**Stated exercise:**
Arrange as a numbered list only the rows below from the one containing "antenna in the photo above." through the final row, omitting any blank lines.

◇ ◇ ◇ ◇ ◇ ◇ ◇

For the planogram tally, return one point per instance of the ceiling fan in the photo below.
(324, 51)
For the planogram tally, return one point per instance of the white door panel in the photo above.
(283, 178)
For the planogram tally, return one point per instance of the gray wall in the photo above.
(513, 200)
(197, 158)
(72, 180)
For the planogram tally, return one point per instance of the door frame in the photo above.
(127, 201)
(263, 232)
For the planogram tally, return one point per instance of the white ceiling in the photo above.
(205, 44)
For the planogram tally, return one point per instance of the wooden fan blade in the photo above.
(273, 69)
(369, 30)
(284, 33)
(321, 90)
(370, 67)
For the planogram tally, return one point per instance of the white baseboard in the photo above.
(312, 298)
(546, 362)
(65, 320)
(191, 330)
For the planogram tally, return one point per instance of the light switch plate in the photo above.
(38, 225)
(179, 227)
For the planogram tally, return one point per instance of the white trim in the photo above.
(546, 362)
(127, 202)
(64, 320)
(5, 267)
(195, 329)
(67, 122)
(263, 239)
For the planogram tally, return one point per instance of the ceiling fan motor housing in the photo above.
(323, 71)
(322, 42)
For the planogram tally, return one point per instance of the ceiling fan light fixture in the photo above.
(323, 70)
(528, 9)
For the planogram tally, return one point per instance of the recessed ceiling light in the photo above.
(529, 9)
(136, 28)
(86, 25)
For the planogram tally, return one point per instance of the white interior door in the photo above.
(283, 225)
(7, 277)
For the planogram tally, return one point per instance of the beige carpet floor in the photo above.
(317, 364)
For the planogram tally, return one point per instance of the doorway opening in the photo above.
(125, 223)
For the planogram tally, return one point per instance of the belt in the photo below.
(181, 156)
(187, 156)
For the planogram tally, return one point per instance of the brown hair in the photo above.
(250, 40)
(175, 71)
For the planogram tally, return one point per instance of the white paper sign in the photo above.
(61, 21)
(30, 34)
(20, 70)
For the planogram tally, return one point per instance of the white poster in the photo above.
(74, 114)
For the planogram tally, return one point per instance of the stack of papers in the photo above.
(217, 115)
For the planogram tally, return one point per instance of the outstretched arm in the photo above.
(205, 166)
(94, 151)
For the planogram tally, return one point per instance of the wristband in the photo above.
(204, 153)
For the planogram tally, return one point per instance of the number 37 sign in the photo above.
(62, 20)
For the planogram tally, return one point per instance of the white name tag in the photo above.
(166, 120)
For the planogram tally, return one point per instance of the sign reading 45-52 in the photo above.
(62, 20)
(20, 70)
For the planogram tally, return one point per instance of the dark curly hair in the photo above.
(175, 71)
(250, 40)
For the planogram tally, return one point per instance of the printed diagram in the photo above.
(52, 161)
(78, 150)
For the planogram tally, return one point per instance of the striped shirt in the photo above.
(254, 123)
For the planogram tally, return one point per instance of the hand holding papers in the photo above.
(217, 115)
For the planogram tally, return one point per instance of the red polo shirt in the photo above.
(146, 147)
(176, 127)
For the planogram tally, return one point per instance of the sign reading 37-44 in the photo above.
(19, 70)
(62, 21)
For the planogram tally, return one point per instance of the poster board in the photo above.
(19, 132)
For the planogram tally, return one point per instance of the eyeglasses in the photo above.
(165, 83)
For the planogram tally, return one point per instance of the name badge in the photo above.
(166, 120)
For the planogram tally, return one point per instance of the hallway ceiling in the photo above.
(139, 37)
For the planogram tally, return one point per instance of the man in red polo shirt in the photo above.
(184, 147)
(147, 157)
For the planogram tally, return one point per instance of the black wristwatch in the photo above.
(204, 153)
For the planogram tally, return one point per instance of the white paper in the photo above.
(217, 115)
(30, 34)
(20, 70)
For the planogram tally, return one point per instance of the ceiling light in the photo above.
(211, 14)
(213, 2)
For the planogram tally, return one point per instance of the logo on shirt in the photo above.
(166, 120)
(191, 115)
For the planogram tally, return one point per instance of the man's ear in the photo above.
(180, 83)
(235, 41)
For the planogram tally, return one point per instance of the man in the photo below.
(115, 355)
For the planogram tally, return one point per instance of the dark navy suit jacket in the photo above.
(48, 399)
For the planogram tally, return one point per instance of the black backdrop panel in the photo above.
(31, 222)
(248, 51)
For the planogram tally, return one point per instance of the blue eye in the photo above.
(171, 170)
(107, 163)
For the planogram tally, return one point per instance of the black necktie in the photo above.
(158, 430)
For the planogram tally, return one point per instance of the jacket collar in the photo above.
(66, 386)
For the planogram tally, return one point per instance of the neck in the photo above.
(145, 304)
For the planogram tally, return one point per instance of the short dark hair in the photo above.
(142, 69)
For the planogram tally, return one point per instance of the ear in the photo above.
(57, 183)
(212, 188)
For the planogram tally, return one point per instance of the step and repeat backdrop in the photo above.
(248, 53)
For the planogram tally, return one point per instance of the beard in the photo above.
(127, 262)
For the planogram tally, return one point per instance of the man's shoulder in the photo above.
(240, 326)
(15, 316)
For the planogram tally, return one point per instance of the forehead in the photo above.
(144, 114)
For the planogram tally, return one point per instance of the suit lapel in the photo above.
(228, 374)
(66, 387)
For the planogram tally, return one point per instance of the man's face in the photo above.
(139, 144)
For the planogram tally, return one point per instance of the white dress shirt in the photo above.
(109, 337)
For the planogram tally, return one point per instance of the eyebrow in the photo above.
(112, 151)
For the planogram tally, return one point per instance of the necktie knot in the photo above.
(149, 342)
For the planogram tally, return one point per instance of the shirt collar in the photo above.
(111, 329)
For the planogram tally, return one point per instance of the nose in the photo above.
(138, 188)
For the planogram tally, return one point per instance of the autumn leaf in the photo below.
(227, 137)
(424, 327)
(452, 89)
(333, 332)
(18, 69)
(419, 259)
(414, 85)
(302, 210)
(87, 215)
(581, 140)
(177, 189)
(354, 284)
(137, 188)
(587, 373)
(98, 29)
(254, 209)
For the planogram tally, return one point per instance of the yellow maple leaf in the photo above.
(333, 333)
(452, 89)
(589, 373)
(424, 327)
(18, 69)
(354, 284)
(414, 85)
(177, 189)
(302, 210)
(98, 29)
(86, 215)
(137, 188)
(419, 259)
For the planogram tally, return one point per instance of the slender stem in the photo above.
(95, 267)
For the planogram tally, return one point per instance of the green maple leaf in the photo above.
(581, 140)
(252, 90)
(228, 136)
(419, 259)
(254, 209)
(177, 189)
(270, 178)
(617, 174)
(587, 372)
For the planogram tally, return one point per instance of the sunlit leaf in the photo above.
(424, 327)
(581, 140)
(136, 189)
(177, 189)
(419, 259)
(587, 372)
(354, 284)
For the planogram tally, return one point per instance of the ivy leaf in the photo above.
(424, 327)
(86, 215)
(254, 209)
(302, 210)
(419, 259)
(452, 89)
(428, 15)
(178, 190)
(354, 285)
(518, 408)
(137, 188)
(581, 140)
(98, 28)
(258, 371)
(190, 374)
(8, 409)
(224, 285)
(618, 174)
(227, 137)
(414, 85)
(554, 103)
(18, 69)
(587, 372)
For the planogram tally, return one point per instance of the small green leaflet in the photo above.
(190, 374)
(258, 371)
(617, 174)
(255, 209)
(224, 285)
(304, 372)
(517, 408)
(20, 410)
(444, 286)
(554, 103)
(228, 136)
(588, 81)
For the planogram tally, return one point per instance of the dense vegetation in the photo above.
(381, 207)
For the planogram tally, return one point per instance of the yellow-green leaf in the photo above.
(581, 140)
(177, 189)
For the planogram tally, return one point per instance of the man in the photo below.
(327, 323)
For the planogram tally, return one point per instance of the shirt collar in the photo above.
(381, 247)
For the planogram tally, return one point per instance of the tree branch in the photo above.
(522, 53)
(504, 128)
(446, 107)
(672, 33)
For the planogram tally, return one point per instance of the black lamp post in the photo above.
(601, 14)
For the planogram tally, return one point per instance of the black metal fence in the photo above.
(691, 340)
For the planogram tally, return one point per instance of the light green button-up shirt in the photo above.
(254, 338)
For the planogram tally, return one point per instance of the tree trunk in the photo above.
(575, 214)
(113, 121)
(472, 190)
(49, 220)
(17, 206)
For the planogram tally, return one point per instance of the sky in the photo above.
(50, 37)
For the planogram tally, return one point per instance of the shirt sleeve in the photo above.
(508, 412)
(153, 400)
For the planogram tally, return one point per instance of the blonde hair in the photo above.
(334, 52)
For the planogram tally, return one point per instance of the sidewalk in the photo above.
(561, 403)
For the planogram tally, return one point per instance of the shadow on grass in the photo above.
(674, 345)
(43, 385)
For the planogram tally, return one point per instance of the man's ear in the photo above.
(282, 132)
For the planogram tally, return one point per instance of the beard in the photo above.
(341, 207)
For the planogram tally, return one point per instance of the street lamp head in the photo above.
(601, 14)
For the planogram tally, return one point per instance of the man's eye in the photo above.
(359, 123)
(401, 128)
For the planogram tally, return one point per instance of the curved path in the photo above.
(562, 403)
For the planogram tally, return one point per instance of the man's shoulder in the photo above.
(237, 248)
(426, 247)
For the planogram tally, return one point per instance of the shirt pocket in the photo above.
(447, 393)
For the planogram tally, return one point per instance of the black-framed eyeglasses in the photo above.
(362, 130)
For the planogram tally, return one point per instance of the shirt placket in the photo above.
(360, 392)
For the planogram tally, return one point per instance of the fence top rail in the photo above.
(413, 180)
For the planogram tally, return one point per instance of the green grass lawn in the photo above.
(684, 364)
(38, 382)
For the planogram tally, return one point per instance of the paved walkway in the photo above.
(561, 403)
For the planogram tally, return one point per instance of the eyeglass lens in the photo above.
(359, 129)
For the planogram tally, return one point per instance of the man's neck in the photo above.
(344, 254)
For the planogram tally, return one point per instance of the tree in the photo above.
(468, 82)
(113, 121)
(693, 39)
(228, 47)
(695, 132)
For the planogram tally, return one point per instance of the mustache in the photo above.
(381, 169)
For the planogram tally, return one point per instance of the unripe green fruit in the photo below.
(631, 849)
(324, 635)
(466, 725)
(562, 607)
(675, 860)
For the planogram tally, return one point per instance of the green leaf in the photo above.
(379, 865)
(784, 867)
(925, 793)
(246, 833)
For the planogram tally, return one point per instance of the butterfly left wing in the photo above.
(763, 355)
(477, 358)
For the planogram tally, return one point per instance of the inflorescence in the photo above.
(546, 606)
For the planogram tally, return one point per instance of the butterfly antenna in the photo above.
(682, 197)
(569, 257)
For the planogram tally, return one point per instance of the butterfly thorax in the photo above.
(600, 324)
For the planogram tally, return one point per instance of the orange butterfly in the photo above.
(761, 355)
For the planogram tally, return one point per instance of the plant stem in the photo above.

◇ ◇ ◇ ◇ ◇ ◇ ◇

**The reply:**
1. For the planogram tally, return one point per instance of the butterfly antenna in the photo above.
2. (682, 197)
3. (569, 257)
4. For the planogram tally, return one point per instance of the butterfly thorax in the photo above.
5. (600, 324)
6. For the planogram tally, return one point per instance of the orange butterfly in the photo above.
7. (761, 355)
8. For the planogram tally, return one point per instance of the plant stem in the photo above.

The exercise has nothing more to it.